## Text excerpt
============================================================
It’s that time of year again! Time to celebrate the Resurrection with a weeklong plunge into all things zombie! Here’s the history: In 2008, Dr. Girlfriend and I decided to spend a week or so each year marathoning through zombie films that we’d never seen before, and I would blog short reviews. And simple as that, the Easter Zombie Movie Marathon was born.

For the curious, here are links to 20082009 (a bad year), 201020112012 (when we left the blog behind), 20132014201520162017201820192020, and 2021.

Return of the Living Dead III (1993)

Directed by Brian Yuzna

Written by John Penney

1985’s Return of the Living Dead is an unquestioned classic in the genre. It’s single-handedly responsible for the “zombies eat brains” trope. It infused a punk rock aesthetic into a potentially simplistic and dismissible series of films. And it helped to make the zombie film relevant at a time when it could have been dismissed as a horror dead-end.

Return of the Living Dead 2 (1988) isn’t held in very high regard, but I have a fondness for it, since it made me laugh and has a lot of fun with meta-textual references to the first film. It didn’t take the concept all that seriously, which isn’t necessarily a bad thing, but a lot of fans didn’t appreciate it at the time. I haven’t checked to see if that’s changed over the years, but I’ve always had a soft spot for it.

Five years later, the franchise made a return with a goddamn legend at the helm. Brian Yuzna directed Return of the Living Dead III and decided to shift the focus of the franchise from horror-comedy to something more interesting. There are elements of teen romance mixed into straight up paranoid horror and combined with Yuzna’s inherent anti-authoritarian punk rock approach, it’s a match made in zombie heaven.
============================================================
## Material shown
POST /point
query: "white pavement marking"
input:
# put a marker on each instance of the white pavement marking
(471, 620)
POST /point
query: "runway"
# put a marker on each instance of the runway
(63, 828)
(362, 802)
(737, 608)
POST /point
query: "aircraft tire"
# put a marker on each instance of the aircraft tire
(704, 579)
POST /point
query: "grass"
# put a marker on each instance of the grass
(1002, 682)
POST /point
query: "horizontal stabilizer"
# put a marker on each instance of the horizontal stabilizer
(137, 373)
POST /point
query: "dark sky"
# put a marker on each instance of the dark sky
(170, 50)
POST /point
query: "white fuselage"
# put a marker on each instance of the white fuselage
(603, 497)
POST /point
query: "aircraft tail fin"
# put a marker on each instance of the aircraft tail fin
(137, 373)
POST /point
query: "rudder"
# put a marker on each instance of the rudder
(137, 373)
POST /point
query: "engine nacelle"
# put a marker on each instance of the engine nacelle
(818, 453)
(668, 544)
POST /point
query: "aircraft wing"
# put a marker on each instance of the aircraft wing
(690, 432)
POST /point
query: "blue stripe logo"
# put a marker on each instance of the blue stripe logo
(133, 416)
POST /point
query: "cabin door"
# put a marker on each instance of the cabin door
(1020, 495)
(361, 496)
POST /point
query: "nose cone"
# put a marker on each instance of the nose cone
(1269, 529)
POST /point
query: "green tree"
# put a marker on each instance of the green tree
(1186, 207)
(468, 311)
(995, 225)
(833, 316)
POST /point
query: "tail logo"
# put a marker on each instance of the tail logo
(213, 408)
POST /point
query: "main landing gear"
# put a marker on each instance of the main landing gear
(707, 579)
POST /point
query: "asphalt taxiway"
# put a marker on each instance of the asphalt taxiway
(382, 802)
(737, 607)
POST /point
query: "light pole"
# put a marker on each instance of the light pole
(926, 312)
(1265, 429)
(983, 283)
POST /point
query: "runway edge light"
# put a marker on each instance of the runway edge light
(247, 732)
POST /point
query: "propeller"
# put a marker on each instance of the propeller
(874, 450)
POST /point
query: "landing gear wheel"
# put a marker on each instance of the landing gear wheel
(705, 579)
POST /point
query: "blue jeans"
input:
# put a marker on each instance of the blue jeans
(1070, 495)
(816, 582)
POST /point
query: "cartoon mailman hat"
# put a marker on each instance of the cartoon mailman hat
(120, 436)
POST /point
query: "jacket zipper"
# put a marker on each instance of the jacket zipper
============================================================
## Your goal
Return, verbatim, the passage of the zombie movie post from "Written by John" up to and including "a horror dead-end.".

## The reply
Written by John Penney

1985’s Return of the Living Dead is an unquestioned classic in the genre. It’s single-handedly responsible for the “zombies eat brains” trope. It infused a punk rock aesthetic into a potentially simplistic and dismissible series of films. And it helped to make the zombie film relevant at a time when it could have been dismissed as a horror dead-end.